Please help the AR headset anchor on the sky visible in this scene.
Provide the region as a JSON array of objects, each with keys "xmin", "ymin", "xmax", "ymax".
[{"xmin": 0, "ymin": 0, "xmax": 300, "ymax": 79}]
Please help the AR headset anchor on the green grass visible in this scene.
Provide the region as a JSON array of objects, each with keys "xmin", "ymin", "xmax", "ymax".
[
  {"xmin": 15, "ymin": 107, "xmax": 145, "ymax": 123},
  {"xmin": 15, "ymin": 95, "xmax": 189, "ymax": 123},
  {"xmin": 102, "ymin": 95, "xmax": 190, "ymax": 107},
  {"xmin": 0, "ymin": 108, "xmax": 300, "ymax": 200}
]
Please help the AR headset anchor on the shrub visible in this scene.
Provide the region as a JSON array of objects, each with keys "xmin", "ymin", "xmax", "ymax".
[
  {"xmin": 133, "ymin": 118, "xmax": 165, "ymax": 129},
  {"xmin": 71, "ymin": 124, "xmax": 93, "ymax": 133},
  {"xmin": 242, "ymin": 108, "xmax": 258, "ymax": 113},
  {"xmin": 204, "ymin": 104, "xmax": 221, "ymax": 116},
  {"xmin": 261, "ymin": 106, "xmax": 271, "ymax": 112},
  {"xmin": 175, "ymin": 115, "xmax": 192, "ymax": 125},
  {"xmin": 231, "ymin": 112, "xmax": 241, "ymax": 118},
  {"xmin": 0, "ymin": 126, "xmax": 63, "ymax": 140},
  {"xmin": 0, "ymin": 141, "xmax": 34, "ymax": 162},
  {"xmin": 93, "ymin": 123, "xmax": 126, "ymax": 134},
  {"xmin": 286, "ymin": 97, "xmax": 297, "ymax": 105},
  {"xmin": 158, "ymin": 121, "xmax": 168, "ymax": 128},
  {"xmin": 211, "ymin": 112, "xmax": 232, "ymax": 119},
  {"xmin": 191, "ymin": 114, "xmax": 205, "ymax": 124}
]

**TASK REQUIREMENTS**
Copy out all the data above, putting "delivery robot" wherever "AR headset" appears and keeping everything else the same.

**THE COMPLETED TASK**
Please help the delivery robot anchor on the sky visible in this scene.
Provide the region as a JSON array of objects, each with keys "xmin", "ymin", "xmax", "ymax".
[{"xmin": 0, "ymin": 0, "xmax": 300, "ymax": 79}]
Please help the delivery robot anchor on the green grass visible in this scene.
Provide the region as a JSON array of objects, each with keys "xmin", "ymin", "xmax", "ymax".
[
  {"xmin": 15, "ymin": 107, "xmax": 145, "ymax": 123},
  {"xmin": 15, "ymin": 95, "xmax": 189, "ymax": 123},
  {"xmin": 102, "ymin": 95, "xmax": 190, "ymax": 107},
  {"xmin": 0, "ymin": 108, "xmax": 300, "ymax": 200}
]
Please help the delivery robot anchor on the shrub visible in this scene.
Provide the region as a JSON array of objects, each with keys "xmin", "ymin", "xmax", "ymax".
[
  {"xmin": 133, "ymin": 118, "xmax": 165, "ymax": 129},
  {"xmin": 71, "ymin": 124, "xmax": 93, "ymax": 133},
  {"xmin": 242, "ymin": 108, "xmax": 258, "ymax": 113},
  {"xmin": 204, "ymin": 104, "xmax": 221, "ymax": 116},
  {"xmin": 261, "ymin": 106, "xmax": 271, "ymax": 112},
  {"xmin": 175, "ymin": 115, "xmax": 192, "ymax": 125},
  {"xmin": 231, "ymin": 112, "xmax": 241, "ymax": 118},
  {"xmin": 0, "ymin": 126, "xmax": 63, "ymax": 140},
  {"xmin": 0, "ymin": 141, "xmax": 34, "ymax": 162},
  {"xmin": 93, "ymin": 123, "xmax": 126, "ymax": 134},
  {"xmin": 286, "ymin": 97, "xmax": 297, "ymax": 105},
  {"xmin": 158, "ymin": 121, "xmax": 168, "ymax": 128},
  {"xmin": 211, "ymin": 112, "xmax": 232, "ymax": 119},
  {"xmin": 191, "ymin": 114, "xmax": 205, "ymax": 124}
]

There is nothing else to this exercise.